- [Goal A]:
Answer these questions about the sales Q&A transcript:
(i) According to Skok, what two things separate a light touch sales model from a high touch one?
(ii) By roughly what factor does human touch raise the cost of customer acquisition?
(iii) How does the audience member in the second question describe the presentation?
- [Goal B]: Continue the sales Q&A transcript from the point where it stops.

- [Document]:
Audience: Could you talk a little more about what separates light touching insight sales model to a high touch insight sales model?
Skok: It’s simply the amount of calls and the length of the sales cycle. So some products are much more complicated and require several demos before somebody gets it. Sometimes they may actually call their boss in to see the thing. So that starts to become a high touch. And it’s a gray-scale. There’s no, again, hard and fast rule about it. But you will notice that if you start computing the cost of customer acquisition, that there’s a big difference between those two, because the amount of human touch really has this huge like 10X factor increase in the cost of customer acquisition. So you can look for ways to simplify the product or cut the sales stage down, sell them something early and then upgrade them or upsell them afterwards to something else. Great.
Audience: A quick question. A great presentation, thank you. If you’re a [xx] and you’re building things up from ground zero [xx], what would you suggest on these things would be the primary focus of what you talked about today?

- [Provided data]:
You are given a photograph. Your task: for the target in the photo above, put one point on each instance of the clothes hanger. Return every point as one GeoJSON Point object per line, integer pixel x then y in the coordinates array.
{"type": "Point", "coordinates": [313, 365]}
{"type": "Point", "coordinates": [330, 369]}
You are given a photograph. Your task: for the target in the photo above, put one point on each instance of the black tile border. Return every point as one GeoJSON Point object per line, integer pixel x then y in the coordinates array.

---

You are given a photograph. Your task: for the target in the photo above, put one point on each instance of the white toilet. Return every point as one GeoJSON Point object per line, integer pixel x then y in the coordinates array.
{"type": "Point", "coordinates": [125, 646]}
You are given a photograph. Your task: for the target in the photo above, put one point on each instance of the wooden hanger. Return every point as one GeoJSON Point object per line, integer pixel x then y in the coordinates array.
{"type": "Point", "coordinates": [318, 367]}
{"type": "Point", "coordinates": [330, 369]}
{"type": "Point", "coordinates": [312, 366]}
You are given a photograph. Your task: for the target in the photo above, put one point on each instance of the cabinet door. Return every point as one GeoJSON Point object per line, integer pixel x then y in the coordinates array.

- [Answer A]:
(i) The number of calls and the length of the sales cycle.
(ii) About 10X.
(iii) As a great presentation.

- [Answer B]:
Skok: So the top of the process for me would be, unfortunately you can’t take one of these steps here and just do that one step. But you do need to think of how do you close deals? So you’re going to have to design some kind of a process. And I think the top message that I’d want you to leave with here, is design it from your customer’s point of view, not from your own standpoint. So, I hope that answers your question because I think you were asking me to give you like one single thing. But…
Audience: No, I think it was more involved around two or three critical things, or what are the top most things that you focus on as part of that [xx]. [xx] putting that in that system, that approach [xx].
Skok: Yeah. Yeah. I don’t know that I know how to answer that. I wish I did. You can skip the automation step in the early days, there’s not enough volume to automate it. You don’t have to spend money on the automation piece. But you are definitely going to want to figure out what do you need to do to get somebody from being a suspect to engaging with you, to closing a deal with you. And there’s no easy way to cut out many of the other steps that I talked about in there. I’m sorry I’m not answering your question, I’m trying to.
Audience: No [xx]. There’s no easy way to [xx].
Skok: Yeah. Yeah.
Audience: I was just wondering, considering the low cost sales model, and particularly no touch premium, have you found there’s an upper limit on the purchase price per unit of the products and services?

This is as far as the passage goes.